Mario Mazzacurati (21 October 1903 – 17 April 1985) was an Italian engineer and auto racer driver active in South Africa, winner of the 1936 South African Grand Prix in Bugatti cars with pseudonym Mario Massacuratti.

Born in Padua, he took a degree in geology at the University of Bologna and thus became an engineer and not a dentist as claimed by some sources. He participated at the 1929 and 1930 Mille Miglia in a Bugatti, with Amedeo Bignami as co-driver. He also retired from the 1929 Circuito di Bordino.

(A block of data)

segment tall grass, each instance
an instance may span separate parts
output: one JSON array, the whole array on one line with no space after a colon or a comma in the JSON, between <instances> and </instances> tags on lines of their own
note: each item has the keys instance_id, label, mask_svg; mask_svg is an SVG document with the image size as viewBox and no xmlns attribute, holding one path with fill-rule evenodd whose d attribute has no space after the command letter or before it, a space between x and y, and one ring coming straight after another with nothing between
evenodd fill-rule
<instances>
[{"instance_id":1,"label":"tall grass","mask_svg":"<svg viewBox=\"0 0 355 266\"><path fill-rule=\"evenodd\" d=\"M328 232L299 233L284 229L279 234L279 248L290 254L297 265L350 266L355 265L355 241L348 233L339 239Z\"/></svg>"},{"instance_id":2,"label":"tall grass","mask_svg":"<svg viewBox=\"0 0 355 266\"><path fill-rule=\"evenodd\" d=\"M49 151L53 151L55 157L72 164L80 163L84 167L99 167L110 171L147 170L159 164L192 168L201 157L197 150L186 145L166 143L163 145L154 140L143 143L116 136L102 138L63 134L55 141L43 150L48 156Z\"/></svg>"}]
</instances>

* _WHAT TO WORK ON_:
**a.** According to the text about Mario Mazzacurati, at which university did he take his degree in geology?
**b.** Quote the text about Mario Mazzacurati, everything from "Mario Mazzacurati (21" down to "Circuito di Bordino.".
These lines are separate material and are not part of the text about Mario Mazzacurati.

* _PER-TASK OUTPUTS_:
**a.** The University of Bologna.

**b.**
Mario Mazzacurati (21 October 1903 – 17 April 1985) was an Italian engineer and auto racer driver active in South Africa, winner of the 1936 South African Grand Prix in Bugatti cars with pseudonym Mario Massacuratti.

Born in Padua, he took a degree in geology at the University of Bologna and thus became an engineer and not a dentist as claimed by some sources. He participated at the 1929 and 1930 Mille Miglia in a Bugatti, with Amedeo Bignami as co-driver. He also retired from the 1929 Circuito di Bordino.